Stated task >> Only the lines from the line containing "Target: thin tree branch" to the end of the entries should be repeated, exactly as they appear.

Object point labels
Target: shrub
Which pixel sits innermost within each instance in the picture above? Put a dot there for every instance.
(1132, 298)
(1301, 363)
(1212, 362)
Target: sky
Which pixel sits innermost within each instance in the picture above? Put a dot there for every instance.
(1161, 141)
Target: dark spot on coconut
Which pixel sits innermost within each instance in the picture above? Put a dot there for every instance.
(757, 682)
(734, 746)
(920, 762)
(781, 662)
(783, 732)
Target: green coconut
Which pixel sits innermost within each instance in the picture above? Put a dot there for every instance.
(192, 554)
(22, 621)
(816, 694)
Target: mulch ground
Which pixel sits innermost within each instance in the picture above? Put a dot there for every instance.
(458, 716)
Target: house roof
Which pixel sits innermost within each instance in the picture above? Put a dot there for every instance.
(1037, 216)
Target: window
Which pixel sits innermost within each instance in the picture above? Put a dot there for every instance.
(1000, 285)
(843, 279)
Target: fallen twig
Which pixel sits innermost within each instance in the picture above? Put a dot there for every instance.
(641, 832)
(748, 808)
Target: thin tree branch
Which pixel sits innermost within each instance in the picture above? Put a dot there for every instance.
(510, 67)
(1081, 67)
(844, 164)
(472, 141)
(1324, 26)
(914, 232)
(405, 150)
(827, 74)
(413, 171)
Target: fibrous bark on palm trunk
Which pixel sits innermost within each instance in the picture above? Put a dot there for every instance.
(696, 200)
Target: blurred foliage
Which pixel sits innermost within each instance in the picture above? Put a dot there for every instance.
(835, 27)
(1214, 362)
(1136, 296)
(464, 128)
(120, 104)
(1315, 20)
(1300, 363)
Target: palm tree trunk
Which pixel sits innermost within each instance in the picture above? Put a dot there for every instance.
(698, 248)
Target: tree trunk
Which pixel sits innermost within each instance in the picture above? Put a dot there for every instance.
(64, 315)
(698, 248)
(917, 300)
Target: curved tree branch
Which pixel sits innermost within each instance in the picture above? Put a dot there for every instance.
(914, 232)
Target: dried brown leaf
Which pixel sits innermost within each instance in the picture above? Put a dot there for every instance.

Task solution >>
Target: thin tree branch
Which pixel sits innermost within each instance in the picture above? Put a dot there for every instance.
(510, 67)
(1081, 67)
(844, 164)
(472, 141)
(1324, 26)
(914, 232)
(405, 150)
(827, 74)
(413, 171)
Target: fibrous bark on palm trunk
Which pixel sits innermost within each instance in the picture above? Put a dot there for every instance.
(696, 200)
Target: blurred foliage
Which pixel sits innermost within each instance in the picture above? Put a dot there for every instance.
(835, 27)
(1214, 362)
(1136, 296)
(464, 128)
(120, 104)
(1315, 20)
(1300, 363)
Target: palm tree trunk
Which pixel sits innermost within each instance in the picture above? Put a dot there for every instance.
(698, 248)
Target: tree trunk
Which pixel sits innermost within each instance in the picture above? Put a dot there for every instance.
(64, 315)
(698, 248)
(917, 300)
Target: curved tree branch
Which pixel sits innermost within each instance in the picture above? Put a dot there for every instance.
(914, 232)
Target: dried brown leaf
Which pixel sits innermost within each instance in the picture above? Put a dot there for every instance.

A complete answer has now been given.